- Textausschnitt
Deren Auswirkungen müssen, darüber herrscht innerhalb der Bundeswehr weitestgehend Einigkeit, schnellstmöglich angegangen werden: Sie lähmen die Organisation und ihre Effektivität. Das betrifft nicht nur den Bereich der Streitkräfte, sondern auch die Verwaltung und vor allem das weiter zu optimierende Beschaffungswesen.

Insgesamt brauchen wir endlich eine bruchfreie Führungs- und Steuerungsfähigkeit, einen klaren Verantwortungs- und Ressourcenzuschnitt, und zwar von der taktischen bis zur strategischen Ebene. Zugleich müssen durch eine bessere Funktionalität der Strukturen und Verfahren und einer weiteren Dezentralisierung die Einsatzbereitschaft unserer Bundeswehr für alle Szenarien im In-wie Ausland gesteigert werden.

Auch die Fachpolitiker haben verstanden, dass angesichts der neuen Aufträge, Aufgaben und Herausforderungen in mehrfacher Hinsicht eine Erwartungshaltung besteht, die sich seit 2019 aufgestaut hat.

- Vorliegende Zeilen
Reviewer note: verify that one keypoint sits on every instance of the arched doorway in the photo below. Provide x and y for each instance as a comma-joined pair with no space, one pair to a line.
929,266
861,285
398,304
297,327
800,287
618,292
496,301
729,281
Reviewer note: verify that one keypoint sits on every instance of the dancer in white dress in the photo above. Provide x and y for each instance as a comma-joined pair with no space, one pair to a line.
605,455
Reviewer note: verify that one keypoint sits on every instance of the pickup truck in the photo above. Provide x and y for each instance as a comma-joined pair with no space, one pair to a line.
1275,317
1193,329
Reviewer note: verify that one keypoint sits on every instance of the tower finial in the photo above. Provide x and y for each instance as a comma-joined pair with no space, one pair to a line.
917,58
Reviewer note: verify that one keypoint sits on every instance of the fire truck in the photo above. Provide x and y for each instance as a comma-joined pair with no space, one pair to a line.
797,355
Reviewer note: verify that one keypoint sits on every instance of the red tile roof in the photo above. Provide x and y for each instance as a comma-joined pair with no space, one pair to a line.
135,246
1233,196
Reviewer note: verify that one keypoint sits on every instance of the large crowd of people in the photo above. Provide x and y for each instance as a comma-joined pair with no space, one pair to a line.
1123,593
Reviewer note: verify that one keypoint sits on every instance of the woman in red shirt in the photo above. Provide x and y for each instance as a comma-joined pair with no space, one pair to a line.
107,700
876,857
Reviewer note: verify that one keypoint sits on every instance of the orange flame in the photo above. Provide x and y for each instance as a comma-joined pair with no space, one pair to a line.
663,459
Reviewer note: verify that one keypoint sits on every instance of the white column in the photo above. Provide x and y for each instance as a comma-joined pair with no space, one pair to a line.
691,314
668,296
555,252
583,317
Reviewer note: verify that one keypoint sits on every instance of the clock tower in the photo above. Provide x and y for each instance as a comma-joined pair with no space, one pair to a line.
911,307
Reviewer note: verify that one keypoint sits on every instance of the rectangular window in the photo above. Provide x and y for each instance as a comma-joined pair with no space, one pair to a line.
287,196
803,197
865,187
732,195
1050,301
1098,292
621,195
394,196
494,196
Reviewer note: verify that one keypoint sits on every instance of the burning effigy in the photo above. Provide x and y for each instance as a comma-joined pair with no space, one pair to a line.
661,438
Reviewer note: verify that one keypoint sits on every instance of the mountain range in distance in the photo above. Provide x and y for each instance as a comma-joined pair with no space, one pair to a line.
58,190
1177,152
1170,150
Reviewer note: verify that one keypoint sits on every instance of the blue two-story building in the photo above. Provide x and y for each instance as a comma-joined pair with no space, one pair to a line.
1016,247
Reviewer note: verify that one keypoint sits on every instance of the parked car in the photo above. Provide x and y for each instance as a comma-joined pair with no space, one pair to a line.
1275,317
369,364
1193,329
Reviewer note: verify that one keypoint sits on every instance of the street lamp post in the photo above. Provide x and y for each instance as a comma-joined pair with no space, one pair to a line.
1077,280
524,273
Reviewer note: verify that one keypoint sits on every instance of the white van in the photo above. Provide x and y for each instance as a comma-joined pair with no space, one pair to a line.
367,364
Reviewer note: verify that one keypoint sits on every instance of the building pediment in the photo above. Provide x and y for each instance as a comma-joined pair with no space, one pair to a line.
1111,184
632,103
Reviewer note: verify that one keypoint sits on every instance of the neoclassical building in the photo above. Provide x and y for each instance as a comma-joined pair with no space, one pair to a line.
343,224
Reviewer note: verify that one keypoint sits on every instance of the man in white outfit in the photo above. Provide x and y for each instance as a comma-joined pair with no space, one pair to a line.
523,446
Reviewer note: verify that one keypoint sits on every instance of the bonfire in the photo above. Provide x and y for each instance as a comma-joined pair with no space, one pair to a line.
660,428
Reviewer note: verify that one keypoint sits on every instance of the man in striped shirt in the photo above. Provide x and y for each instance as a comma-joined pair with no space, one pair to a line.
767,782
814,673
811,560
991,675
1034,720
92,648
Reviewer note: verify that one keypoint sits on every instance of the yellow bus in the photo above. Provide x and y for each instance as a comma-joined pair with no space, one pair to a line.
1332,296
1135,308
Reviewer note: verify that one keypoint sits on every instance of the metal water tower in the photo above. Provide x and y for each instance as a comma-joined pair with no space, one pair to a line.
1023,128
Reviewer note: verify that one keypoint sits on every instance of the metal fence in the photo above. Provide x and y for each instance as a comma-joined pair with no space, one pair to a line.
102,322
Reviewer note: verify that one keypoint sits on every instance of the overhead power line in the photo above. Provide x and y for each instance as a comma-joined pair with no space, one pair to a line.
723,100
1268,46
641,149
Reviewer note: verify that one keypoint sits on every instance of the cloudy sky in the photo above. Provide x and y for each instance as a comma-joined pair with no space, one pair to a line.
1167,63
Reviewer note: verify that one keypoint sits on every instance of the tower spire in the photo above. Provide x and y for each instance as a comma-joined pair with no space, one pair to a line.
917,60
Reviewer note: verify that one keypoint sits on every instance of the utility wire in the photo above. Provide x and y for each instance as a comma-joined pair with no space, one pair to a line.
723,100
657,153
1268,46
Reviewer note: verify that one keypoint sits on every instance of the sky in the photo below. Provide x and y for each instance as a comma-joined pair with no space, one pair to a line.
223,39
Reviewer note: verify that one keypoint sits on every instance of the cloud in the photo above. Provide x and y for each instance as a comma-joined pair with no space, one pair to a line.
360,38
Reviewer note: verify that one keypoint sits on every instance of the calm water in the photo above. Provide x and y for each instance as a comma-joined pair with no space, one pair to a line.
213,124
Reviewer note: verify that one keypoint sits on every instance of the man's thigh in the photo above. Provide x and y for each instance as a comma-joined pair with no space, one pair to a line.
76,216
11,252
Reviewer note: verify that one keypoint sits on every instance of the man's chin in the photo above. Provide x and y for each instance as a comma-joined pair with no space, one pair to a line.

- Übungsaufgabe
Geben Sie den Text über die Bundeswehr von „Insgesamt brauchen wir“ bis „Ausland gesteigert werden.“ wortgetreu wieder.

- Antwort
Insgesamt brauchen wir endlich eine bruchfreie Führungs- und Steuerungsfähigkeit, einen klaren Verantwortungs- und Ressourcenzuschnitt, und zwar von der taktischen bis zur strategischen Ebene. Zugleich müssen durch eine bessere Funktionalität der Strukturen und Verfahren und einer weiteren Dezentralisierung die Einsatzbereitschaft unserer Bundeswehr für alle Szenarien im In-wie Ausland gesteigert werden.